WORK TO COMPLETE: Nothing in the records should change; write them all out exactly.

RECORDS PROVIDED:
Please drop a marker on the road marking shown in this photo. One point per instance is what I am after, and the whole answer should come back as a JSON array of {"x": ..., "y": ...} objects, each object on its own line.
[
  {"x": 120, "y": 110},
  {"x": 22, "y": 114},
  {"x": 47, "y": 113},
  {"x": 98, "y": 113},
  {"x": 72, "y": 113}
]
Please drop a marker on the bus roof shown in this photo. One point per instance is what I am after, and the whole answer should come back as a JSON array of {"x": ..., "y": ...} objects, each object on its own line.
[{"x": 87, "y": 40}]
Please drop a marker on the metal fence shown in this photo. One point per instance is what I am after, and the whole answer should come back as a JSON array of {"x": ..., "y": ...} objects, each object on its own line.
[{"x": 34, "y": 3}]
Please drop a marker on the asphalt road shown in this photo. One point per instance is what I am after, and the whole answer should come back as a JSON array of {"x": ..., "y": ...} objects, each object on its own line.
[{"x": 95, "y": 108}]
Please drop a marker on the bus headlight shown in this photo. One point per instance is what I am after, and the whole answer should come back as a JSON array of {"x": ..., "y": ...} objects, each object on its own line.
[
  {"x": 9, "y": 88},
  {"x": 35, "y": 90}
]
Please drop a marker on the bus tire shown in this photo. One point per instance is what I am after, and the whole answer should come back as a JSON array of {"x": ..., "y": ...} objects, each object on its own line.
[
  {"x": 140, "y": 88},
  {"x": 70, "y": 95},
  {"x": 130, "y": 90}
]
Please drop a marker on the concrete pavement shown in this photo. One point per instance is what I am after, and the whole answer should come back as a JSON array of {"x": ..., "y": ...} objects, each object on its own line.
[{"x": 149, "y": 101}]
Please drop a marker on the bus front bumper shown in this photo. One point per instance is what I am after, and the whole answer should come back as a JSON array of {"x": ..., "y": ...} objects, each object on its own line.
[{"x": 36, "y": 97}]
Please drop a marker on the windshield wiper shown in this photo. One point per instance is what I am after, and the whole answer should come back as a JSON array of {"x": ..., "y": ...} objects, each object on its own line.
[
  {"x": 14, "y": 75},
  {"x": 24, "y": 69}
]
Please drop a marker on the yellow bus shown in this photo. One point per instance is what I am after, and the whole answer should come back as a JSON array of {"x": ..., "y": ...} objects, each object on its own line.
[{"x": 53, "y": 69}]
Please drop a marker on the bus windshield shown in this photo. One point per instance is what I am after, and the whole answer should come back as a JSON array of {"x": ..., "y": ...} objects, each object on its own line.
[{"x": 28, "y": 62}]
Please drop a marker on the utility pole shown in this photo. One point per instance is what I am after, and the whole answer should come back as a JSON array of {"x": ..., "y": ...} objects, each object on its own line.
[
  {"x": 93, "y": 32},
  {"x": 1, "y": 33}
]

ANSWER SPACE:
Please drop a marker on the road marking shown in this photo. One point per instance is what I am after, and the whole answer should come back as a JSON array of {"x": ..., "y": ...} objects, each object on its own line.
[
  {"x": 120, "y": 110},
  {"x": 22, "y": 114},
  {"x": 47, "y": 113},
  {"x": 98, "y": 113},
  {"x": 72, "y": 113}
]
Please drop a marker on the bus roof shown in this photo. One point per instance is what I am after, and the whole answer should come back as a JSON array of {"x": ..., "y": ...} objects, each object on its own line.
[{"x": 87, "y": 40}]
Please drop a marker on the metal fence shown in this photo. One point per instance is what I am after, and the whole answer should come back as a JSON array of {"x": ..., "y": ...} objects, each object on its own line.
[{"x": 34, "y": 3}]
Please drop a marker on the asphalt road shown in this photo. One point per instance is what I am after, and the whole answer should come back as a JSON array of {"x": ..., "y": ...} objects, each object on its own line.
[{"x": 95, "y": 108}]
Please drop a marker on the bus headlight shown in this photo. One point per instance is what I am after, and the whole answer should come back as a JSON array of {"x": ..., "y": ...} objects, each object on its own line.
[
  {"x": 9, "y": 88},
  {"x": 35, "y": 90}
]
Please drop a marker on the bus tire shown in this photo. One point per instance is what I am after, and the whole answer should come back as a JSON array of {"x": ..., "y": ...} objects, each object on its own line.
[
  {"x": 140, "y": 88},
  {"x": 70, "y": 95},
  {"x": 130, "y": 90}
]
Please drop a marker on the concrete pavement shown in this photo. One point per instance is what I am after, and the whole answer should come back as a JSON array of {"x": ..., "y": ...} objects, each object on its own line.
[{"x": 149, "y": 101}]
Please drop a marker on the bus front bumper shown in this photo. One point per instance is what I am after, and the whole answer should come back as a JSON array of {"x": ..., "y": ...} objects, each object on its own line.
[{"x": 36, "y": 97}]
Please drop a marker on the windshield wiper shown in this photo. One point per instance is what I am after, and the whole answer should come back as a JSON array of {"x": ..., "y": ...} objects, each object on its own line.
[
  {"x": 14, "y": 75},
  {"x": 24, "y": 69}
]
Please drop a marker on the yellow bus shown in this photo. One point per instance is what I am after, and the whole answer should come back as a JSON array of {"x": ..., "y": ...} objects, each object on its own line.
[{"x": 53, "y": 69}]
Please drop a marker on the bus windshield shown in this photo. One point per instance is what I am after, and the whole answer should come back as a JSON array of {"x": ..., "y": ...} objects, each object on its own line.
[{"x": 28, "y": 62}]
Please drop a marker on the utility pole shown in this photo. One point per instance is what I am after, and the whole answer should come back as a JSON array of {"x": ..., "y": ...} objects, each object on its own line.
[
  {"x": 93, "y": 32},
  {"x": 1, "y": 33}
]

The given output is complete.